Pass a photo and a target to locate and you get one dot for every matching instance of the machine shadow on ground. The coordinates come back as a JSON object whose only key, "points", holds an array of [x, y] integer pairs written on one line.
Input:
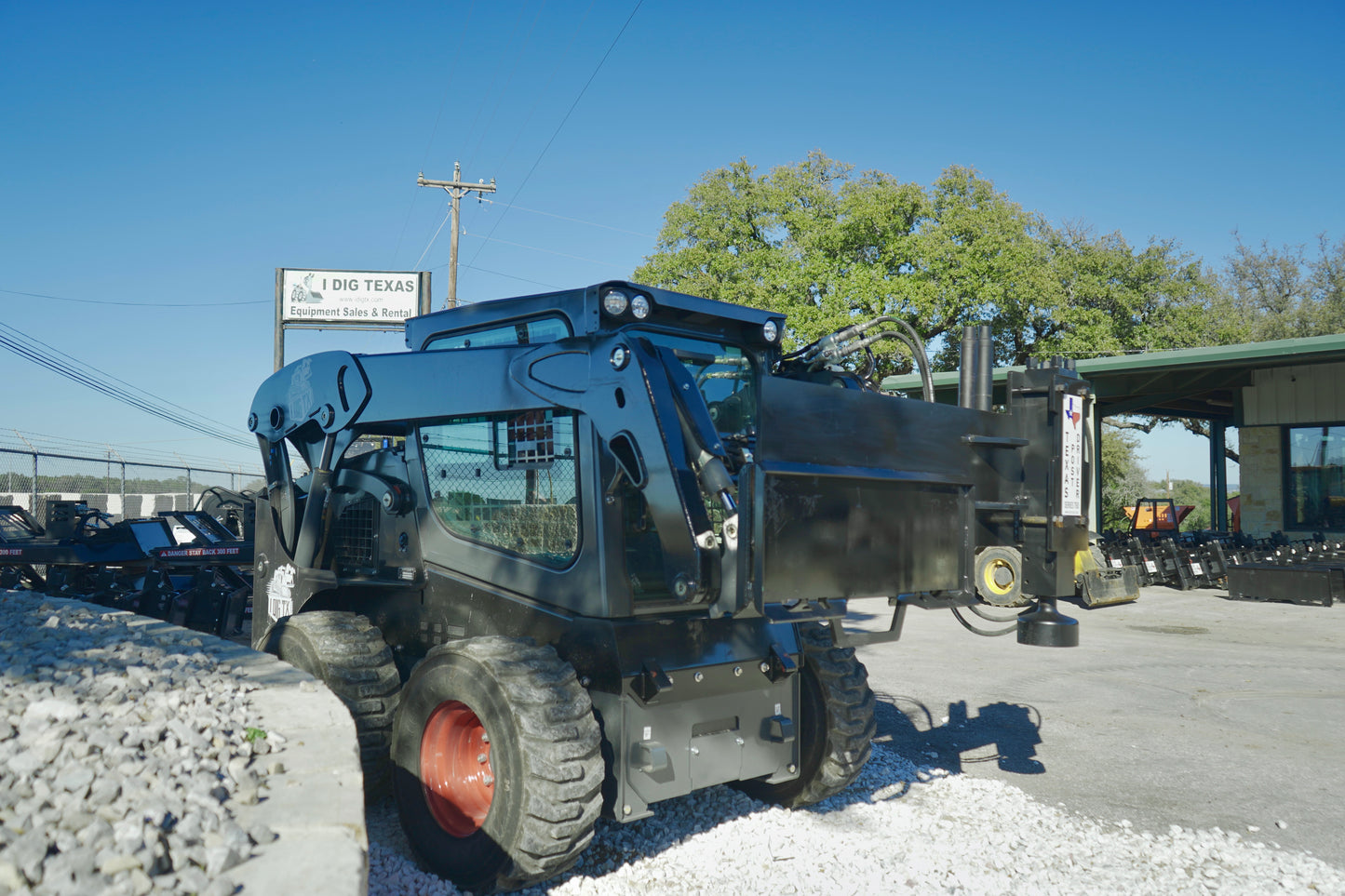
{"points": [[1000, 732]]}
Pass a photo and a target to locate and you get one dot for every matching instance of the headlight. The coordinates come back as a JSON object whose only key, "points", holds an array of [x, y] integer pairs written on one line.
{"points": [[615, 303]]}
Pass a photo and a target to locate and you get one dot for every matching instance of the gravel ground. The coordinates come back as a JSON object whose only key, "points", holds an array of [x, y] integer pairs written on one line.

.....

▶ Written instruction
Exclude the images, then output the data above word for word.

▶ Finished exercise
Pass a photo and a target to locate and you get one dot for every matching instance of the machine shadow on ground. The coordinates come back as a JSON object whose only key, "points", holds an array of [x, y] integer pairs written on one line.
Input:
{"points": [[1000, 732]]}
Pass a photo and a target to locate and you get one dot for every matching instance of the headlight. The coordinates come back as a JSON object whose only key, "points", holds an array of [x, y] integer pairs written on one line.
{"points": [[615, 303]]}
Pass a photo and a target to locate and you get one dot for every matching instance of the gravel ground. The coordinates come back as a JSON object whose only key, "points", holds an array of [x, y] integer pairs written on one line.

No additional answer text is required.